Input material:
________________________
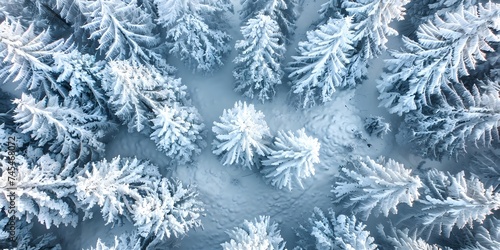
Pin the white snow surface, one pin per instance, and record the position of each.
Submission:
(232, 194)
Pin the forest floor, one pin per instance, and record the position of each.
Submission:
(232, 194)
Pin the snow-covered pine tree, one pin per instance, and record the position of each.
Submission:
(404, 240)
(258, 64)
(450, 201)
(241, 135)
(374, 187)
(485, 236)
(27, 57)
(375, 125)
(66, 129)
(194, 31)
(171, 211)
(114, 186)
(370, 27)
(473, 117)
(283, 12)
(135, 91)
(259, 234)
(177, 132)
(422, 11)
(486, 165)
(82, 74)
(129, 241)
(448, 48)
(122, 29)
(43, 191)
(291, 159)
(320, 67)
(371, 23)
(331, 232)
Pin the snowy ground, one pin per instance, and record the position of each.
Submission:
(232, 194)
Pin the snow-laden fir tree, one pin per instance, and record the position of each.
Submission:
(448, 48)
(177, 132)
(473, 118)
(241, 135)
(375, 125)
(66, 129)
(370, 26)
(194, 31)
(122, 29)
(82, 74)
(371, 23)
(291, 159)
(283, 12)
(27, 57)
(486, 165)
(24, 238)
(129, 241)
(171, 211)
(258, 64)
(320, 67)
(485, 236)
(115, 185)
(43, 191)
(422, 11)
(135, 91)
(450, 201)
(374, 187)
(330, 232)
(404, 240)
(259, 234)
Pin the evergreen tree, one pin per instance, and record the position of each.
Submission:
(66, 129)
(337, 232)
(177, 132)
(320, 67)
(375, 125)
(83, 75)
(291, 159)
(122, 29)
(446, 131)
(448, 49)
(42, 191)
(371, 23)
(422, 11)
(283, 12)
(193, 31)
(135, 91)
(486, 165)
(241, 134)
(258, 68)
(450, 201)
(171, 211)
(114, 186)
(259, 234)
(485, 236)
(27, 58)
(370, 187)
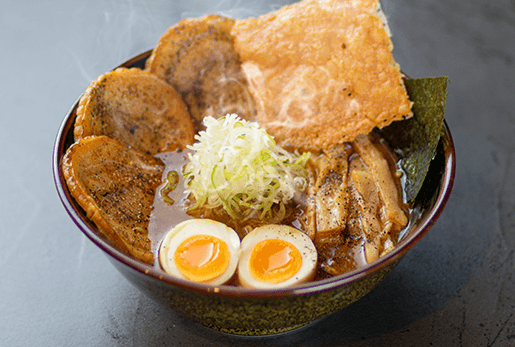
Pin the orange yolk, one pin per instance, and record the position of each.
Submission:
(274, 261)
(202, 257)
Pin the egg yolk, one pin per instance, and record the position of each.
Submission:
(202, 257)
(274, 261)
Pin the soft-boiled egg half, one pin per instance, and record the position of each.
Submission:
(200, 250)
(276, 256)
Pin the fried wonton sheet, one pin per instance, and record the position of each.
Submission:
(321, 71)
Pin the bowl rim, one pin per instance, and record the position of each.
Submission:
(308, 288)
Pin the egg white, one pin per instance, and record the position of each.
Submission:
(296, 237)
(186, 229)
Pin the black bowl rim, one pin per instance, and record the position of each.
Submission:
(308, 288)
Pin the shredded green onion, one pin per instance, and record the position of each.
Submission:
(237, 165)
(172, 180)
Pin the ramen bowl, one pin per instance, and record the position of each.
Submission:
(242, 311)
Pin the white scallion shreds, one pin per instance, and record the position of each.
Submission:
(237, 165)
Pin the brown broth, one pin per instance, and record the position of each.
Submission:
(165, 216)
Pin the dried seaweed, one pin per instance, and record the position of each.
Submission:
(415, 140)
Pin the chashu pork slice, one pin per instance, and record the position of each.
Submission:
(115, 185)
(197, 57)
(136, 108)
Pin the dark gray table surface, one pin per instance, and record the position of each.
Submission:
(455, 288)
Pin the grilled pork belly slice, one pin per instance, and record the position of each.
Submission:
(197, 57)
(115, 185)
(136, 108)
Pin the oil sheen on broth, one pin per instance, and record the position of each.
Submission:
(339, 251)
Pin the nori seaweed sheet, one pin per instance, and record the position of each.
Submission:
(415, 139)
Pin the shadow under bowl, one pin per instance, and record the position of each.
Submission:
(242, 311)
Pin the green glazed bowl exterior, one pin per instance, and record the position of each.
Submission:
(260, 312)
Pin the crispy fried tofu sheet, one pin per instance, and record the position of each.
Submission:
(321, 71)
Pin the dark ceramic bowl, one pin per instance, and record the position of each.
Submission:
(261, 312)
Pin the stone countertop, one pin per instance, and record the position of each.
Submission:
(455, 288)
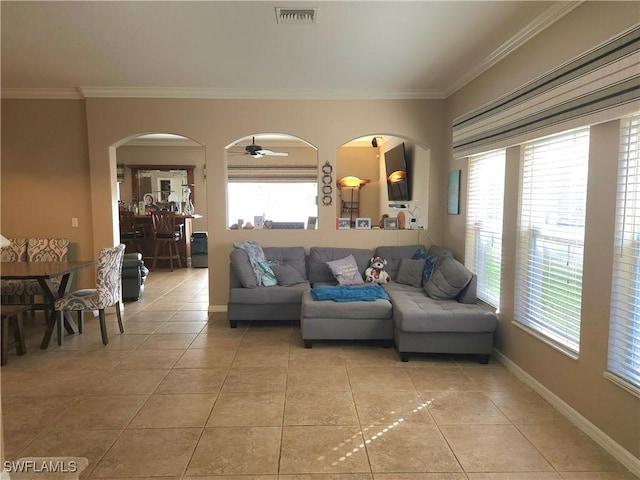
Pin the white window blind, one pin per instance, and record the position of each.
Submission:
(551, 237)
(624, 328)
(483, 239)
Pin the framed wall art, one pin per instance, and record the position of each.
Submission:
(363, 223)
(391, 223)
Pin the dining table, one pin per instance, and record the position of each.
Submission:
(45, 273)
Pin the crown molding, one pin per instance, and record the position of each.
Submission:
(543, 21)
(42, 93)
(256, 94)
(218, 93)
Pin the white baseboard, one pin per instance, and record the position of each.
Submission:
(597, 435)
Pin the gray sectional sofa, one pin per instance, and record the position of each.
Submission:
(415, 321)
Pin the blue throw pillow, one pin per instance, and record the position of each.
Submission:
(429, 264)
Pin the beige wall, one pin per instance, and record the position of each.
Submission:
(217, 123)
(45, 175)
(579, 383)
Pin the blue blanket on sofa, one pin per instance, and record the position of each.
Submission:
(347, 293)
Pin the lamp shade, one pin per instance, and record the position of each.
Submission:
(352, 182)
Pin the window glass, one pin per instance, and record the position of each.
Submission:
(483, 240)
(272, 182)
(551, 237)
(282, 203)
(623, 364)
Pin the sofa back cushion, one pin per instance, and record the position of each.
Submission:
(319, 272)
(294, 257)
(448, 280)
(394, 254)
(242, 273)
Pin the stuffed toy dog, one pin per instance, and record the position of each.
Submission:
(375, 272)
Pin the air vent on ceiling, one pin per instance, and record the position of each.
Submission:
(300, 16)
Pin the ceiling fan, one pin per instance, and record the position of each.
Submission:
(256, 151)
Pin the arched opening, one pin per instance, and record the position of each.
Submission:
(394, 177)
(171, 170)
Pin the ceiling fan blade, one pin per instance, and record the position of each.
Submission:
(273, 154)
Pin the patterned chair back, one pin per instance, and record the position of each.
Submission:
(16, 252)
(109, 275)
(47, 249)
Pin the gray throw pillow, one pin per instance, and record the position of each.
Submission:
(287, 275)
(346, 271)
(448, 280)
(243, 269)
(410, 272)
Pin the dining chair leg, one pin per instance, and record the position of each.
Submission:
(119, 315)
(60, 327)
(18, 333)
(175, 245)
(103, 327)
(155, 255)
(5, 339)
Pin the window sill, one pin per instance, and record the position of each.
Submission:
(556, 346)
(632, 389)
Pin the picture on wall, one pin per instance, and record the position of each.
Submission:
(391, 223)
(453, 193)
(363, 223)
(343, 223)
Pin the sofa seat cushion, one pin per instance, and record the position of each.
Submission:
(377, 309)
(414, 311)
(269, 295)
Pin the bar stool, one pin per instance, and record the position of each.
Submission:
(130, 233)
(166, 235)
(13, 314)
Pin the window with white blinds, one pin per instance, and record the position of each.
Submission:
(551, 237)
(483, 238)
(623, 363)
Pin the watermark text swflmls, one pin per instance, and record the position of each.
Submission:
(47, 465)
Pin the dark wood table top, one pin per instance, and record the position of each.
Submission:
(35, 270)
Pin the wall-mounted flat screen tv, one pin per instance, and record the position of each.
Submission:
(397, 177)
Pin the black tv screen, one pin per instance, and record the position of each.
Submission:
(397, 178)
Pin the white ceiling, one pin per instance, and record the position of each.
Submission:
(214, 49)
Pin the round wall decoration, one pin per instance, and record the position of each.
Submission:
(327, 184)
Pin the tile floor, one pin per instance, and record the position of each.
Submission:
(181, 395)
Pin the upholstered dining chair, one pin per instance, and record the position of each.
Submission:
(166, 235)
(106, 294)
(44, 250)
(130, 233)
(16, 251)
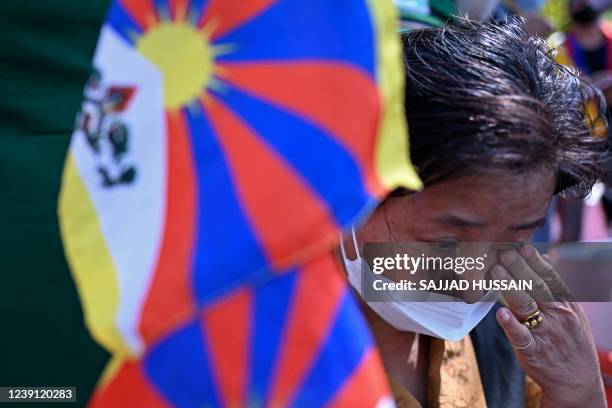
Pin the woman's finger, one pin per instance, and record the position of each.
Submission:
(521, 270)
(520, 303)
(519, 336)
(543, 267)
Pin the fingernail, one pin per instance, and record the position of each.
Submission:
(504, 315)
(498, 272)
(525, 250)
(508, 256)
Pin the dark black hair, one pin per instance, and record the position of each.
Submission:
(485, 96)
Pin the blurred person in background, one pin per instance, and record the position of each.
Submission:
(497, 128)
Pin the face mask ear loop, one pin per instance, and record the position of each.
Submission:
________________________
Exercise: Reproduce exactly the lines from the one with "Pin the window sill, one" to the bottom of the listing, both ends included, and nothing else. Skip the pictures.

Answer to this problem:
Pin the window sill, one pin per instance, and record the position of each.
Submission:
(556, 346)
(632, 389)
Pin the picture on wall, one pin per instance, and record the position of each.
Submission:
(391, 223)
(453, 193)
(363, 223)
(343, 223)
Pin the sofa seat cushion, one pin per instance, and record the position of each.
Submission:
(377, 309)
(414, 311)
(269, 295)
Pin the bar stool, one pin per instance, and record the position of each.
Submission:
(130, 233)
(166, 235)
(13, 314)
Pin the window with white blinds, one pin per instance, and record the position of each.
Submission:
(551, 237)
(483, 238)
(623, 363)
Pin the watermark text swflmls, one pin per instance, and record the position of each.
Submission:
(47, 465)
Pin the dark wood table top, one pin per instance, and record the position of each.
Submission:
(35, 270)
Pin the wall-mounted flat screen tv, one pin per instance, and record the position of each.
Submission:
(397, 177)
Pin the black tv screen, one pin per instance, and record the position of each.
Submission:
(397, 178)
Pin the white ceiling, one pin per instance, and record the position of each.
Submission:
(214, 49)
Pin the round wall decoration, one pin per instance, and record the position of each.
Submission:
(327, 184)
Pin the tile floor, one pin per instance, and record the position of each.
Submission:
(181, 395)
Pin the upholstered dining chair, one pin per instance, and record the position of each.
Submission:
(166, 235)
(106, 294)
(44, 250)
(130, 233)
(16, 251)
Pin the woman's finger, one pin per instance, and record the position of each.
Submission:
(521, 270)
(520, 303)
(519, 336)
(543, 267)
Pin the fingernail, one pin per instance, and record the position of each.
Submission:
(504, 315)
(498, 272)
(525, 250)
(508, 256)
Pin the dark black hair, one pin per instance, and record the position of each.
Submission:
(485, 96)
Pin the blurred person in background, one pin per instance, and record the position of each.
Submission:
(497, 128)
Pin the face mask ear loop, one pin per instance, and record the position of each.
Submission:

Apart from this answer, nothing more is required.